From Prof. Leavitt's commentary, I have, for the first time,
learnt that Japanese government and people have been kind to Jews, even when
Japan was allied with Germany in the war. It is really good to know this. But I
am not surprised at all because I know well and have never doubted how capable
Japanese are of doing good. Nevertheless, Prof. Leavitt cites his neighbour who
was once treated nicely in Japan saying to him: "The Japanese were not angels,
but they were not capable of the mass extermination of a people, like the Nazi
did." Obviously, Prof. Leavitt agrees with this statement. It is historically
true that Japanese did not attempt to exterminate an entire people as Nazis did
to Jews. But I disagree with the view that, because of their kindness to Jews,
Japanese are not capable of mass killing.

* DATA FOR ANALYSIS *
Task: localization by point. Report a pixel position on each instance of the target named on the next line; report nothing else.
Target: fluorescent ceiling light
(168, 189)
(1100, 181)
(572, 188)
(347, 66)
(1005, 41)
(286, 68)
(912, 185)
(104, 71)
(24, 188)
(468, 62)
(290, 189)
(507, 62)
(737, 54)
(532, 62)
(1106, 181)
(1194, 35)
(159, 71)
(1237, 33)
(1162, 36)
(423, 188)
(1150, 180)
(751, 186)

---

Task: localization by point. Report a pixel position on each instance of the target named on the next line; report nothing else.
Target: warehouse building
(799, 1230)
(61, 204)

* EXERCISE PROMPT *
Say whether each statement agrees with the passage on Japanese kindness to Jews, answering yes or no and quoting the words that settle it. (a) The writer first learned of Japanese kindness to Jews from Prof. Leavitt's commentary. (b) The writer was surprised by this news. (c) The writer accepts that their kindness to Jews shows the Japanese are not capable of mass killing. Please work from the passage on Japanese kindness to Jews alone.

* SOLUTION *
(a) Yes: "From Prof. Leavitt's commentary, I have, for the first time, learnt that Japanese government and people have been kind to Jews"
(b) No: "But I am not surprised at all"
(c) No: "But I disagree with the view that, because of their kindness to Jews, Japanese are not capable of mass killing."